✍ Rafael Almanza
Este sacerdote es uno de los iconos nacionales cubanos. Con extraña unanimidad, ningún movimiento o figura política lo ha excluido de su propio pedigrí, antes bien se le reconoce como el fundador de la nación. Por la época en que estallan las guerras independentistas en la América hispana, otros cubanos, Joaquín Infante, Román de la Luz y Carlos Aponte, se manifestaron contra el colonialismo español como pudieron, incluso al costo de la ruina, el destierro y la muerte, pero el país no les siguió ni en los hechos ni en la escucha.
Varela tampoco encuentra seguidores inmediatos en su afán de ver a Cuba tan isla en lo político como en lo geográfico: quiere un cambio lo menos dramático posible —como de hecho ocurrió cerca, en Centroamérica— a partir de la ilustración responsable y activa de la aristocracia criolla. Exiliado en los Estados Unidos, después de defender como diputado a Cortes la incipiente y fallida democracia española de entonces, publica El habanero, un periódico donde se defiende por primera vez la idea, los propósitos y las posibles vías de la independencia.

************

Instrucciones
Según el texto sobre Varela, ¿cómo se llama el periódico que publica durante su exilio en los Estados Unidos?

Material de consulta

************

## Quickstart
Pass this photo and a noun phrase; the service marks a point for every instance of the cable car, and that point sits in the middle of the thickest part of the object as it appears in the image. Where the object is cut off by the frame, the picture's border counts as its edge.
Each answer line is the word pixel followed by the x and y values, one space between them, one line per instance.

************

Respuesta correcta
El habanero